## Extracted data:
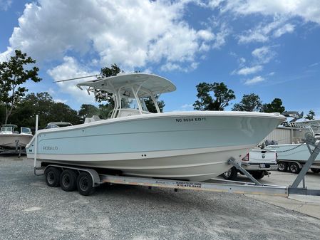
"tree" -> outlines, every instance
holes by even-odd
[[[28,94],[17,105],[10,119],[19,126],[33,128],[37,114],[39,129],[44,128],[51,122],[64,121],[73,125],[81,122],[76,110],[64,103],[55,103],[46,92]]]
[[[193,104],[195,110],[223,111],[229,105],[229,102],[235,99],[234,92],[228,89],[223,83],[202,83],[196,88],[199,100]],[[213,97],[210,92],[213,92]]]
[[[260,98],[254,94],[244,94],[240,103],[234,105],[232,111],[257,112],[262,105]]]
[[[49,110],[50,122],[68,122],[73,125],[81,123],[76,110],[63,103],[54,103]]]
[[[280,113],[284,112],[285,108],[282,105],[280,98],[274,98],[271,103],[265,103],[261,108],[262,113]]]
[[[16,50],[15,53],[8,62],[0,63],[0,103],[6,108],[4,123],[7,123],[9,117],[28,91],[26,87],[21,86],[21,84],[29,79],[35,83],[41,80],[38,77],[39,69],[37,67],[26,68],[36,61],[19,50]]]
[[[309,110],[309,113],[306,115],[306,117],[304,117],[304,119],[306,120],[314,120],[314,116],[316,115],[316,113],[313,110]]]

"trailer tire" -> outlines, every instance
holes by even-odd
[[[89,196],[94,192],[93,180],[87,172],[82,172],[77,178],[78,191],[81,195]]]
[[[278,162],[278,171],[279,172],[287,172],[288,169],[288,164],[284,162]]]
[[[296,162],[291,162],[289,165],[289,172],[291,173],[299,173],[301,171],[300,166]]]
[[[72,192],[77,188],[77,174],[71,169],[66,169],[60,175],[60,186],[63,191]]]
[[[264,171],[255,171],[252,174],[255,179],[259,180],[264,177]]]
[[[222,173],[222,177],[227,180],[234,180],[238,174],[238,171],[235,167],[232,167],[229,170]]]
[[[46,182],[49,187],[59,187],[61,170],[55,167],[50,167],[44,171]]]
[[[320,172],[320,169],[319,169],[319,168],[311,168],[311,171],[314,172],[314,173],[319,173]]]

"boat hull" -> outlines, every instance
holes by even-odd
[[[269,114],[161,113],[38,132],[42,162],[118,169],[125,174],[202,181],[240,160],[284,118]],[[35,137],[27,148],[34,157]]]

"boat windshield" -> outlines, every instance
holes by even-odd
[[[14,132],[14,128],[12,127],[3,127],[1,129],[1,133],[12,133]]]
[[[141,108],[143,111],[149,112],[145,105],[145,103],[143,98],[140,98],[140,103],[141,104]],[[139,110],[139,104],[135,98],[125,98],[121,99],[121,108],[129,108]]]
[[[31,134],[31,130],[29,127],[21,127],[21,133]]]

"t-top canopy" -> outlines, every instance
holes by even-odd
[[[127,96],[133,97],[132,87],[135,91],[139,90],[139,97],[150,94],[161,94],[175,90],[175,85],[169,80],[153,74],[126,73],[115,76],[98,78],[77,84],[78,87],[88,86],[98,90],[115,93],[120,88]]]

## Required task:
Please show, unchanged, each line of the rows above that contains the word "outlines".

## Full solution:
"tree" -> outlines, every instance
"trailer tire" -> outlines, every instance
"boat hull" -> outlines, every instance
"boat windshield" -> outlines, every instance
"t-top canopy" -> outlines, every instance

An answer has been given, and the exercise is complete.